### WHAT IS NEEDED
Find the line that contains "Target: woman with dark hair clapping" in the entries below. Output it and each later line exactly, and nothing else.

### DATA TO EXAMINE

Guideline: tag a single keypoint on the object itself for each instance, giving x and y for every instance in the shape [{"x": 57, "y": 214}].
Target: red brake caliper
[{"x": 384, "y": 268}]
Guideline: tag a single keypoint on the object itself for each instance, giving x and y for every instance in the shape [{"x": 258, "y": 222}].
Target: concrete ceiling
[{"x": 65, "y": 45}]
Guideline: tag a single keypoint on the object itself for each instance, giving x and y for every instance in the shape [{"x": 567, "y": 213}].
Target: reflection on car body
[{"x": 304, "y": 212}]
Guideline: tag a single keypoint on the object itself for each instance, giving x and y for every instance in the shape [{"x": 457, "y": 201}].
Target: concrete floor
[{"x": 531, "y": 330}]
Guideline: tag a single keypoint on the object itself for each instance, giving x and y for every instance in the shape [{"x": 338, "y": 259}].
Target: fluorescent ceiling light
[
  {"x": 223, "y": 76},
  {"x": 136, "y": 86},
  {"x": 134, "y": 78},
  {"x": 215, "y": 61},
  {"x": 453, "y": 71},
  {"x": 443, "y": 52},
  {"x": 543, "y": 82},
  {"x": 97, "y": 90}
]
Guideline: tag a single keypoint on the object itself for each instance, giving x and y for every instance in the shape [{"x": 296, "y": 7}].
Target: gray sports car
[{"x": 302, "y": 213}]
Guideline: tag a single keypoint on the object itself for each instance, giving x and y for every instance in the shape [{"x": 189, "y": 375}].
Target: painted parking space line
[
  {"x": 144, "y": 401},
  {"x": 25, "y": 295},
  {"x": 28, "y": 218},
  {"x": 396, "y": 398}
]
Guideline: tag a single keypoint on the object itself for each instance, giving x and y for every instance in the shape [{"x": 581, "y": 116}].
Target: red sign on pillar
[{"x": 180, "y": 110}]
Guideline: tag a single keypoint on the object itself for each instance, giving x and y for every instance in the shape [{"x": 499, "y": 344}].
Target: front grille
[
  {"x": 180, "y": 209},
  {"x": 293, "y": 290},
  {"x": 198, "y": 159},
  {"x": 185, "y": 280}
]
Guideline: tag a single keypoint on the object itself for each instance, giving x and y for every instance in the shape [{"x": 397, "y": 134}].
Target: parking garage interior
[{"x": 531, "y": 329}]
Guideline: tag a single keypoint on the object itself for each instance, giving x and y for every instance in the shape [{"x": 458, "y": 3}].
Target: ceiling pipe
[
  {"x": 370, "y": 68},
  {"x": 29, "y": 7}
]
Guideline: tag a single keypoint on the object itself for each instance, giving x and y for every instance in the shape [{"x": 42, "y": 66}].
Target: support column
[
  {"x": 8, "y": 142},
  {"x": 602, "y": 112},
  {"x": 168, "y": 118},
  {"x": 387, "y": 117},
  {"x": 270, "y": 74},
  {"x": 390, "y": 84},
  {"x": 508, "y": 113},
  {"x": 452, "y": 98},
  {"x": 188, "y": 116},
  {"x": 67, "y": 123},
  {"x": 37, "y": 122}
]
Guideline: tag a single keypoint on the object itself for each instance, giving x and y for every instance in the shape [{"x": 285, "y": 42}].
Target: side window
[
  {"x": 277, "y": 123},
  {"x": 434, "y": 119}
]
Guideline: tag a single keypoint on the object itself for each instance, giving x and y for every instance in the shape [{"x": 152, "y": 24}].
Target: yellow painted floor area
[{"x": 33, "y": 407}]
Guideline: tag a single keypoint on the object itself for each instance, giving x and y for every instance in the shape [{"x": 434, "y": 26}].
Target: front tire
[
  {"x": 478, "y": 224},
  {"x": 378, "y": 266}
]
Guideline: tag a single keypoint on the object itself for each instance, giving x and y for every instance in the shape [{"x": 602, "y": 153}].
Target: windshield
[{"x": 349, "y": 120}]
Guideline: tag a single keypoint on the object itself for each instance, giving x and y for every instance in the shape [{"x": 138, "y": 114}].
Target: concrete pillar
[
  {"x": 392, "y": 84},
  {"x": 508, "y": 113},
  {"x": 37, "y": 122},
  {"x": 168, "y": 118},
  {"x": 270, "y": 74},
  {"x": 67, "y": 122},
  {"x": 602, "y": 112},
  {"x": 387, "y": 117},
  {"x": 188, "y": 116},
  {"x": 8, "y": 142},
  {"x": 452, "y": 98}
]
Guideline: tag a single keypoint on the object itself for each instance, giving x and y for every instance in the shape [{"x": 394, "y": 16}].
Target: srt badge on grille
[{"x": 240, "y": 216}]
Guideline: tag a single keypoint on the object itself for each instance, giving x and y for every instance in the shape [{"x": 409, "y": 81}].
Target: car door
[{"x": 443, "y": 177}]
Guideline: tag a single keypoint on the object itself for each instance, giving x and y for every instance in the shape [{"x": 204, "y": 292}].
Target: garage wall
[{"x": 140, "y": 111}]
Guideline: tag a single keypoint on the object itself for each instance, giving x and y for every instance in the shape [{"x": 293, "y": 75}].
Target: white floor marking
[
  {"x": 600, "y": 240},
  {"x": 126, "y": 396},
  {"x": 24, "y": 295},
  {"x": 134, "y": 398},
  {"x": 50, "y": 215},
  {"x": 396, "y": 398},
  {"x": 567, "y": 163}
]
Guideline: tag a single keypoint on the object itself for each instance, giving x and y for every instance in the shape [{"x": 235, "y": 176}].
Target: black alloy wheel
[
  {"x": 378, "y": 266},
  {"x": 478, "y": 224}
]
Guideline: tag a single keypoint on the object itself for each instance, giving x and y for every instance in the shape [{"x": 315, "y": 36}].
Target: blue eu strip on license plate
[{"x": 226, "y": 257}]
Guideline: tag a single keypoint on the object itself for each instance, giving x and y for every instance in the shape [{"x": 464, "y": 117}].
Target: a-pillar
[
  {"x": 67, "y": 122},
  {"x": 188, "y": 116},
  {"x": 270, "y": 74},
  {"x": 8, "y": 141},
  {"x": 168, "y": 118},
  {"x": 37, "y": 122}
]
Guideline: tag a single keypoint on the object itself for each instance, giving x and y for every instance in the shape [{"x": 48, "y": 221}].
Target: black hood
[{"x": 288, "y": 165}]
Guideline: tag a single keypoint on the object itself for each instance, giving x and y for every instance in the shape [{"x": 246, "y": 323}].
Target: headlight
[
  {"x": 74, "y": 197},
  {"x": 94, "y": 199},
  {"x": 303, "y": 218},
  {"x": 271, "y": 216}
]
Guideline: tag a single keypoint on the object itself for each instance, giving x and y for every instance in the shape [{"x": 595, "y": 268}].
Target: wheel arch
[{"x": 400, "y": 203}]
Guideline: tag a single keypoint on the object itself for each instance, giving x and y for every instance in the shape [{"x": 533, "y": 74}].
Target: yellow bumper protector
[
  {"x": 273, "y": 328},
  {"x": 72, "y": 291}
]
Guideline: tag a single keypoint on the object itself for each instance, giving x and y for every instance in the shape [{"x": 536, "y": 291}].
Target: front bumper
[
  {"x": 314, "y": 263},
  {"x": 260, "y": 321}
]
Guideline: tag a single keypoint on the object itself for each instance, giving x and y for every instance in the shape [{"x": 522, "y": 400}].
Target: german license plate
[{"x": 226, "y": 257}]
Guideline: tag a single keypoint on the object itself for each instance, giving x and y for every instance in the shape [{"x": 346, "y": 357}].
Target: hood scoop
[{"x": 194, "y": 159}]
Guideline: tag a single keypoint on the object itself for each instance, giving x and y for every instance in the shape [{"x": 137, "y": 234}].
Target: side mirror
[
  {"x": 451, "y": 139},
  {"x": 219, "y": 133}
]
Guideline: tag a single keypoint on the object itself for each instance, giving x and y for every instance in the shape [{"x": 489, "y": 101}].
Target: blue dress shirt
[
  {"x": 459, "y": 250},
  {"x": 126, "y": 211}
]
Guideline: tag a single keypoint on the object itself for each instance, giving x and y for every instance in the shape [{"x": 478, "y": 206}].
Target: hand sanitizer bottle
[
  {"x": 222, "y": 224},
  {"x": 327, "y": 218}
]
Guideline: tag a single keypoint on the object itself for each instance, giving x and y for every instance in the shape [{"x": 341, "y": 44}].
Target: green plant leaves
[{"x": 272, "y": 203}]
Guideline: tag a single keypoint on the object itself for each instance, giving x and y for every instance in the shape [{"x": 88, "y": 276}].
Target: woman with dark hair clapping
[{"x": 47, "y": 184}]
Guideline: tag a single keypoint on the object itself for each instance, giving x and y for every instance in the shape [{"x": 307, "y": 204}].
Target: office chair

### SOLUTION
Target: woman with dark hair clapping
[{"x": 47, "y": 184}]
Guideline: tag a single keypoint on the object itself for each instance, giving x and y for every instance in the shape [{"x": 307, "y": 204}].
Target: office chair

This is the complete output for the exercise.